* _DOCUMENT EXCERPT_:
######
|Publication number||US5818352 A|
|Application number||US 08/976,084|
|Publication date||Oct 6, 1998|
|Filing date||Nov 21, 1997|
|Priority date||Sep 3, 1994|
|Also published as||DE69531384D1, DE69531384T2, EP0699822A2, EP0699822A3, EP0699822B1|
|Publication number||08976084, 976084, US 5818352 A, US 5818352A, US-A-5818352, US5818352 A, US5818352A|
|Inventors||Paul Anthony McClure|
|Original Assignee||Integrated Drilling Services Limited|
|Export Citation||BiBTeX, EndNote, RefMan|
|Patent Citations (7), Referenced by (50), Classifications (6), Legal Events (5)|
|External Links: USPTO, USPTO Assignment, Espacenet|
This application is a continuation of application Ser. No. 08/523,255, filed Sep. 5, 1995, now abandoned.
The invention relates to a well data telemetry system for transmitting data long a well bore. Primarily, data requires to be transmitted upwardly along a well bore so as to transmit to the surface data acquired, during the drilling of the well bore, by instruments mounted downhole. However, data may also require to be transmitted from the bottom of a production well bore, and in some cases it may be required to transmit control data from the surface down the well bore to a controllable device, such as a steering system, located downhole. "Short hop" telemetry may also be required from one part of a well bore to another.
Various systems have been employed for transmitting data along a well bore, one of the commonest being mud pulse telemetry where data pulses are transmitted through the drilling mud which is pumped down the bore hole being drilled. However, the present invention relates to a particular form of telemetry system where data is transmitted by means of a magnetic flux signal induced through magnetically permeable tubing extending along the bore hole. A system of this kind is described in U.S. Pat. No. 4,800,385. In the arrangement described in this patent a carrier signal is modulated by a downhole data signal and is then applied to a transmitting coil wound on the bottom portion of the drilling string to induce a magnetic flux signal in the drill string material. The magnetic flux signal is picked up as an electrical signal at a receiver coil disposed around an exposed end of the drill string at the surface. The electrical signal is equivalent to the modulated data signal. The receiver coil provides a voltage output which is proportional to the rate of change of magnetic flux through the coil area.
######
* _REQUIRED TASK 1_: Which lines of the records contain the string "cloud"? Copy each of them out in full.
* _REQUIRED TASK 2_: How might the well telemetry patent text go on after its last sentence? Carry it forward from that point.
The patent text on well telemetry and the records have nothing to do with each other.
######
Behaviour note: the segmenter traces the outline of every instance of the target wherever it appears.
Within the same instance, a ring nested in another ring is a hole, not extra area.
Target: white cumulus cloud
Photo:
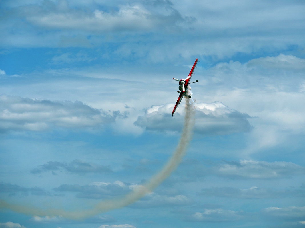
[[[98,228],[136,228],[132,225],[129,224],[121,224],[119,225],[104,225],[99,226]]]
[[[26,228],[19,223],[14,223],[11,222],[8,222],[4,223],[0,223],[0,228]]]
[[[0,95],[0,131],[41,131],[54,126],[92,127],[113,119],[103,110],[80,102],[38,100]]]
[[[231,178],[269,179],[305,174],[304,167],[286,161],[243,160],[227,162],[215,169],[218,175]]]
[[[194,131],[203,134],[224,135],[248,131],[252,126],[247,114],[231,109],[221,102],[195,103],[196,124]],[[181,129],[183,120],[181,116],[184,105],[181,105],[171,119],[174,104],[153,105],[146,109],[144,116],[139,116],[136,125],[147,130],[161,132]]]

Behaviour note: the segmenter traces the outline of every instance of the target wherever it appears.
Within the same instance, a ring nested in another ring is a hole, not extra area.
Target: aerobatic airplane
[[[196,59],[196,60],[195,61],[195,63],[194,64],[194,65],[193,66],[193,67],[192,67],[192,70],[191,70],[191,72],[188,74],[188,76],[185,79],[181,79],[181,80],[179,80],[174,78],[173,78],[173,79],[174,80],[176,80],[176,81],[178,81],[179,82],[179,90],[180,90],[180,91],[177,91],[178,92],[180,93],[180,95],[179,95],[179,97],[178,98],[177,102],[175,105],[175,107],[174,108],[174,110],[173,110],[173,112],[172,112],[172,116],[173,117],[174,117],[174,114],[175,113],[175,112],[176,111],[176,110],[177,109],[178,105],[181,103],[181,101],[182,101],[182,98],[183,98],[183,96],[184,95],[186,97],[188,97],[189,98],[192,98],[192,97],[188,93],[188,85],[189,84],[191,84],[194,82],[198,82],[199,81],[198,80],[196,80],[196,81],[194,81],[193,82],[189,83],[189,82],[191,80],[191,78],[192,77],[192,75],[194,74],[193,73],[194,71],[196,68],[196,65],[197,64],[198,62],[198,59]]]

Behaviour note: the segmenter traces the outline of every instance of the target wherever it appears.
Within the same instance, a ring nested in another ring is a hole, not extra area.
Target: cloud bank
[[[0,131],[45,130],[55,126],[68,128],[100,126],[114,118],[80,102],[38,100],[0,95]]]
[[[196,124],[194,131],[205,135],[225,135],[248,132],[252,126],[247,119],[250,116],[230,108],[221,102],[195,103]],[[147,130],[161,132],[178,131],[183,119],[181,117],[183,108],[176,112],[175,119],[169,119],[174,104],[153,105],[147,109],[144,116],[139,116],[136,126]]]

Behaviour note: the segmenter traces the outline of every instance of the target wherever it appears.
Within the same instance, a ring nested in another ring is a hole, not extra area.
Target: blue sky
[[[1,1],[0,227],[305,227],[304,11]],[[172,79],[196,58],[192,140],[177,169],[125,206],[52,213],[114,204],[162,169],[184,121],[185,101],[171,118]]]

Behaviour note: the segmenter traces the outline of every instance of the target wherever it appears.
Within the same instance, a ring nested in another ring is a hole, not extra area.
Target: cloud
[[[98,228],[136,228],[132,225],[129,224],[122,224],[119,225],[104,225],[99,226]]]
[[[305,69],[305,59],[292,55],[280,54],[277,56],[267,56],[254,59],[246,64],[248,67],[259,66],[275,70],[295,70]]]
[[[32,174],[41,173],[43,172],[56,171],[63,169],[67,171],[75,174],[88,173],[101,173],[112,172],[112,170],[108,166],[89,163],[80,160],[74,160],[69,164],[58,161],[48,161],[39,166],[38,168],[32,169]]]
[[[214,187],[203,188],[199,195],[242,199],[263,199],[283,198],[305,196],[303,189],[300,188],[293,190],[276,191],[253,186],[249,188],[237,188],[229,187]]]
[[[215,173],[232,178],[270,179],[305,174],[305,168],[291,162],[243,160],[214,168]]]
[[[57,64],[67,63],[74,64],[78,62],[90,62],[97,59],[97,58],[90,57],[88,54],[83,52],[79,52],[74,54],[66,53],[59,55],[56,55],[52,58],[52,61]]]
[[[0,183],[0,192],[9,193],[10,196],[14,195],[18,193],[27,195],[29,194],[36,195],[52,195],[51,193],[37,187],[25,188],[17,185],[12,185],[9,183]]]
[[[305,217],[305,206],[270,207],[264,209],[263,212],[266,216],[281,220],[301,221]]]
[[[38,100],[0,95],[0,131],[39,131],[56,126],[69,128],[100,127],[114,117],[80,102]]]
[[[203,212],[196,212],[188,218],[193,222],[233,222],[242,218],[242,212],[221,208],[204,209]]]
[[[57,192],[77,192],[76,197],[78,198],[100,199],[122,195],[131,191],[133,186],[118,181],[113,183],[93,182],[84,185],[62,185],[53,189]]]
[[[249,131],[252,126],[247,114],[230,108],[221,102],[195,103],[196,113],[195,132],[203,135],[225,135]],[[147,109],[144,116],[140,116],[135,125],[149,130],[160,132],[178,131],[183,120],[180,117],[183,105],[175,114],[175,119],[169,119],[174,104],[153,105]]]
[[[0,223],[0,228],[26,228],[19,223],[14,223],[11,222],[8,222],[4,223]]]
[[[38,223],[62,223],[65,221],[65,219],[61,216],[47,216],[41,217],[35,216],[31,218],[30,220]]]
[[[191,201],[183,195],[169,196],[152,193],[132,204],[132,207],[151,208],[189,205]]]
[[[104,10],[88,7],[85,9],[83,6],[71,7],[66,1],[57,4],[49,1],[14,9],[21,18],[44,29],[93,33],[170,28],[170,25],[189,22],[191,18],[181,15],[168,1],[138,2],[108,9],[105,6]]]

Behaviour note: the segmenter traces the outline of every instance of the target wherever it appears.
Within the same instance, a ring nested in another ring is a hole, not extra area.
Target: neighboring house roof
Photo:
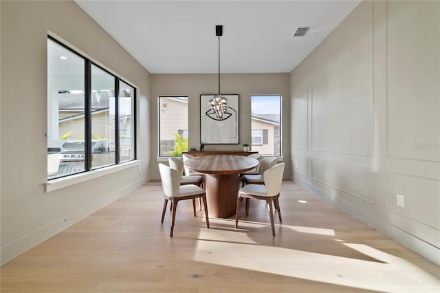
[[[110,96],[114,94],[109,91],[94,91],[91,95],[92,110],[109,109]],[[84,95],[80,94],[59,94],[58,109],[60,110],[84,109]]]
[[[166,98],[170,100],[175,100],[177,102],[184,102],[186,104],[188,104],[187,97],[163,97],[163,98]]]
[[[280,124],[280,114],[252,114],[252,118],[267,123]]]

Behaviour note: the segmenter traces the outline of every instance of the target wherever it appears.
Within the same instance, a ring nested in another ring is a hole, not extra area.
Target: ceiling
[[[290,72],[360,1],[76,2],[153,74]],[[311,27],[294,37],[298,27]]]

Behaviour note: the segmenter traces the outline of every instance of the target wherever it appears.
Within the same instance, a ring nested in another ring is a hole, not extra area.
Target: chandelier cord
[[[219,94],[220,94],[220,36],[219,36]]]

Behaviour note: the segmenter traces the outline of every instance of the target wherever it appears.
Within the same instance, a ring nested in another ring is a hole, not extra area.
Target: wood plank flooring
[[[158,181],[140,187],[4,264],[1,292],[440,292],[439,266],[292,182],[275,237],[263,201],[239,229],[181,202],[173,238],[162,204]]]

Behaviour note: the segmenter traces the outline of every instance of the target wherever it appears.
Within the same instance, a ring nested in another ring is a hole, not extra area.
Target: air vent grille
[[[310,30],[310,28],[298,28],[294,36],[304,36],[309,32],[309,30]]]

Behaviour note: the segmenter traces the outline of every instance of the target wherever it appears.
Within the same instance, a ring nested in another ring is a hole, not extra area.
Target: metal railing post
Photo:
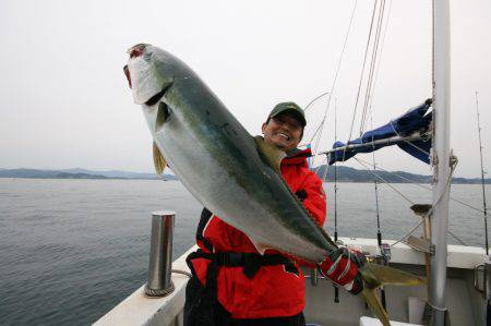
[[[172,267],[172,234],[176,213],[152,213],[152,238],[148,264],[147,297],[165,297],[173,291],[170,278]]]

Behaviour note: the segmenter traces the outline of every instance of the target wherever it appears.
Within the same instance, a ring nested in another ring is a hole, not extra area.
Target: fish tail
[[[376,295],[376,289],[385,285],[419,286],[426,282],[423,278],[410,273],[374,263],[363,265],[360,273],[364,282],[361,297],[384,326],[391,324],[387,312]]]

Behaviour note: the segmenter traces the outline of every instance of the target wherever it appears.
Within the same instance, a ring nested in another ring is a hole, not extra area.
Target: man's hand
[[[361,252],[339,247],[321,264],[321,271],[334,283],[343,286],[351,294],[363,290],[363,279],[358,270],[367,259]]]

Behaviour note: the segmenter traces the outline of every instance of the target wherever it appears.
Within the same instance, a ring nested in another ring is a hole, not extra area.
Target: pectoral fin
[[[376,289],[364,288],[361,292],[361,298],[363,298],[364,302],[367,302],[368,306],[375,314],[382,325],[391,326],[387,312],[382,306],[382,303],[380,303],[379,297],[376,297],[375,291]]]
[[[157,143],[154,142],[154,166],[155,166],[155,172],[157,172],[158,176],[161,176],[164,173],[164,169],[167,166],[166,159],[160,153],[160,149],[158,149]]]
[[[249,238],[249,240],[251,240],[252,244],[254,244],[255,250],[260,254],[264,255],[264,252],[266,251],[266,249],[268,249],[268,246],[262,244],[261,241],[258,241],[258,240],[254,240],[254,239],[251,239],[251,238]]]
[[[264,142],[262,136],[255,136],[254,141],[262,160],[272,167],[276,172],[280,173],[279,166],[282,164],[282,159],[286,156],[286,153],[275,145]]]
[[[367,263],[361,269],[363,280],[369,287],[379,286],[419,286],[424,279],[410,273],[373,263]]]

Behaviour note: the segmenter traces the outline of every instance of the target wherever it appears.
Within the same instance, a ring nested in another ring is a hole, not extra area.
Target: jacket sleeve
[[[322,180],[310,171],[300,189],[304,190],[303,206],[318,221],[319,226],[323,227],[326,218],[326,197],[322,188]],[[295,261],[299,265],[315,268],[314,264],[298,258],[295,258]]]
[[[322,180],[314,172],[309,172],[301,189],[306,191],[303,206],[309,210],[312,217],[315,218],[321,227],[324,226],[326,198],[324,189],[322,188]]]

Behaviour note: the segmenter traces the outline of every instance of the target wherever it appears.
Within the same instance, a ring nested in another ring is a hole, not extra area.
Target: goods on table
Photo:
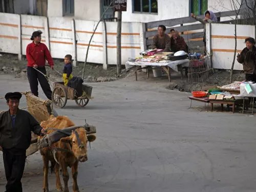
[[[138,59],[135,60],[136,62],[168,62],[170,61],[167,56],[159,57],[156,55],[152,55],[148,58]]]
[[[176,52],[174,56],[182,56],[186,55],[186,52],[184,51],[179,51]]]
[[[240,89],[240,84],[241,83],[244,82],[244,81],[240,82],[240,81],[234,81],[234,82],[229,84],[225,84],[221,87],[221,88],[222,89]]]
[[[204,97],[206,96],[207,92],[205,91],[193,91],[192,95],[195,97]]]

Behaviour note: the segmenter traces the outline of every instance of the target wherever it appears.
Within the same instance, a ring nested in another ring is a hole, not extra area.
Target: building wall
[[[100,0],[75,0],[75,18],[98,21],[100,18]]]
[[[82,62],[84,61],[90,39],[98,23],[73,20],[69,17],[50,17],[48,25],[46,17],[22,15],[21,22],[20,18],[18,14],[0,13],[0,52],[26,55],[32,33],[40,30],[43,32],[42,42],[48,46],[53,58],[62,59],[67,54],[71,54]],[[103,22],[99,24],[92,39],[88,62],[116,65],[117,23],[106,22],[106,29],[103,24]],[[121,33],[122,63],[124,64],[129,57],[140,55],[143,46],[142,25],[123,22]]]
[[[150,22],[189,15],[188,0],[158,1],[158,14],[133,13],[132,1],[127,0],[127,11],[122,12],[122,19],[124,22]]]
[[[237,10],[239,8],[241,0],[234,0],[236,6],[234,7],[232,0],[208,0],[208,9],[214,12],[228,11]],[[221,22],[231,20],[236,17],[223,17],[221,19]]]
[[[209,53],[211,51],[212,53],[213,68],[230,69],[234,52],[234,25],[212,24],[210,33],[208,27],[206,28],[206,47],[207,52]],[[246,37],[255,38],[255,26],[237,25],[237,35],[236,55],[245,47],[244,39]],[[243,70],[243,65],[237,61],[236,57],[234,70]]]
######
* _REPLY 1_:
Target: white cumulus cloud
Target: cloud bank
Target: cloud

* _REPLY 2_:
However, such an arrangement suffers from severe practical disadvantages. The transfer function of a magnetically permeable material produces a signal that attenuates approximately as the inverse square of the distance from the transmitter to the receiver. In a communication system used in a well bore that may be up to 7000 meters in depth, the use of a receiver coil to measure the transmitted magnetic flux energy which is likely to be achieved in practice is difficult due to the physical number of turns required in the coil, and the high noise which occurs due to the resistance of the element. Also, the extremely low voltage levels produced are beyond the capabilities of voltage measuring equipment to measure accurately. In addition, the response of the receiver coil is frequency dependent making demodulation of transmitted signals problematical, and a practical system is not feasible at low frequencies.
The present invention provides an improved well data telemetry system where these difficulties may be overcome.
According to the invention there is provided a well data telemetry system for transmitting data along at least a part of a well bore containing tubing of magnetically permeable material, the system comprising a transmitting coil located to transmit a magnetic flux signal along the tubing and/or the surrounding geological formations, means connected to the coil for modulating the magnetic flux signal in response to a data signal, and an a.c. magnetometer located to detect and respond to the magnetic flux signal at a position spaced from the transmitting coil. An a.c. magnetometer is a transducer instrument that has a known transfer function between the amplitude and phase of an alternating magnetic flux at its input to a voltage, current or frequency at its output.
By using an a.c. magnetometer instead of a conventional receiver coil to detect and respond to the magnetic flux signal, the system is capable of responding to the low levels of signal which are likely to be received in practice. Furthermore, the response of the a.c. magnetometer is independent of frequency so that the system may be used at low frequencies as well as high frequencies and demodulation of the transmitted signal can be effected without difficulty.
Preferably the magnetometer is capable of detecting magnetic flux levels of 10-12 Tesla or less from 0.5 Hz up to at least 10 Khz, and more preferably up to 500 Khz. The magnetometer may, for example, be an yttrium iron garnet magnetometer.
The transmitting coil may be located downhole and the magnetometer located at the surface, whereby the system may transmit to the surface data relating to conditions downhole. In this case the downhole unit may comprise sensors for measuring parameters close to the bottom of the well bore, a source of electrical power such as a battery or turbine generator, an oscillator to generate an oscillating carrier signal of a predetermined frequency and a modulator to modulate the carrier signal by the data signal from the sensors, the modulated carrier signal being applied to the transmitting coil to produce a modulated magnetic flux signal.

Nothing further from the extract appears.